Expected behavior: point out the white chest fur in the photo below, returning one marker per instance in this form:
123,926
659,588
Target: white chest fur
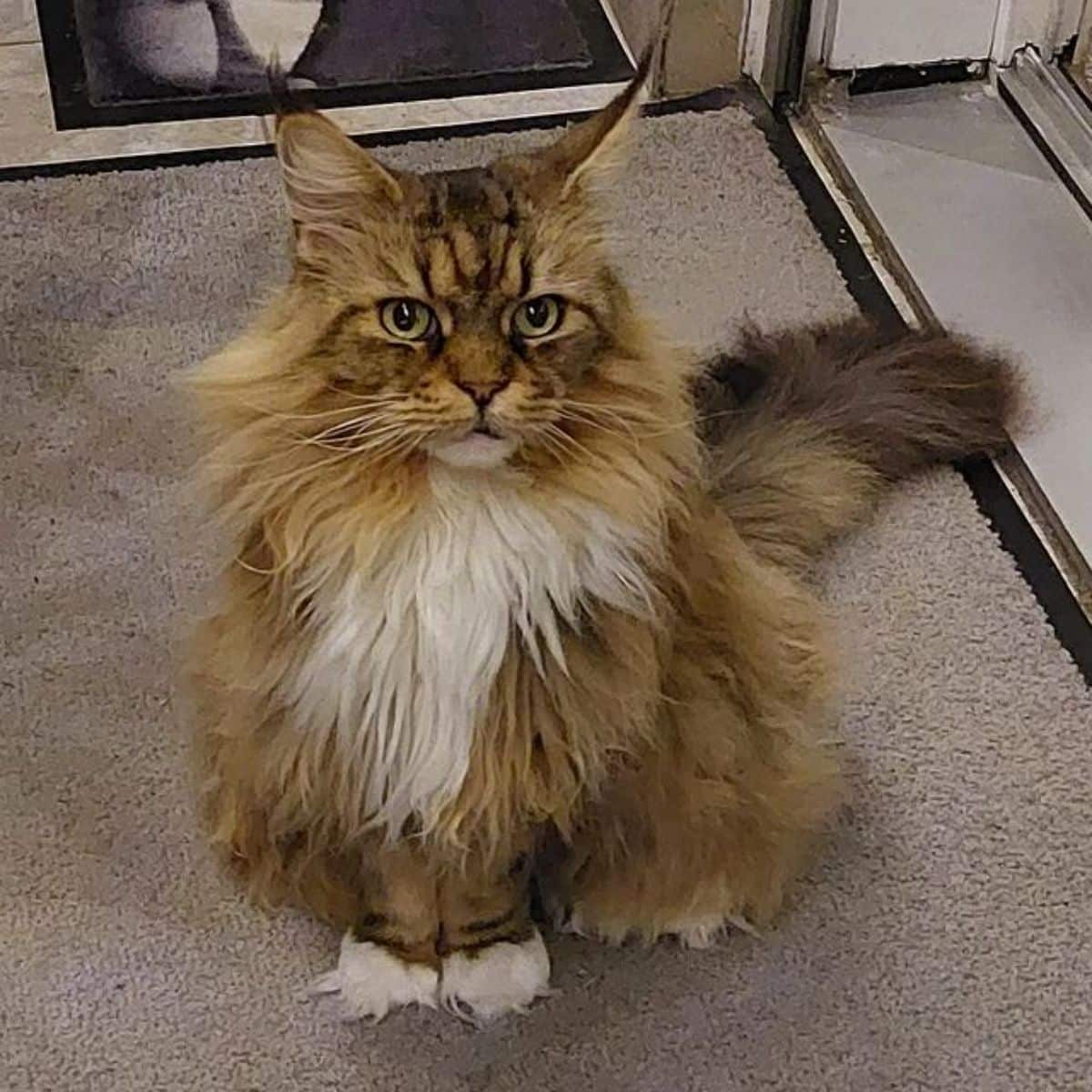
403,656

******************************

What is needed is the data above, retyped exactly, with every picture left out.

Exercise answer:
Expected behavior: point out the white chest fur in the photo below, returning one marker per instance in this form:
123,926
659,588
Target: white chest fur
403,656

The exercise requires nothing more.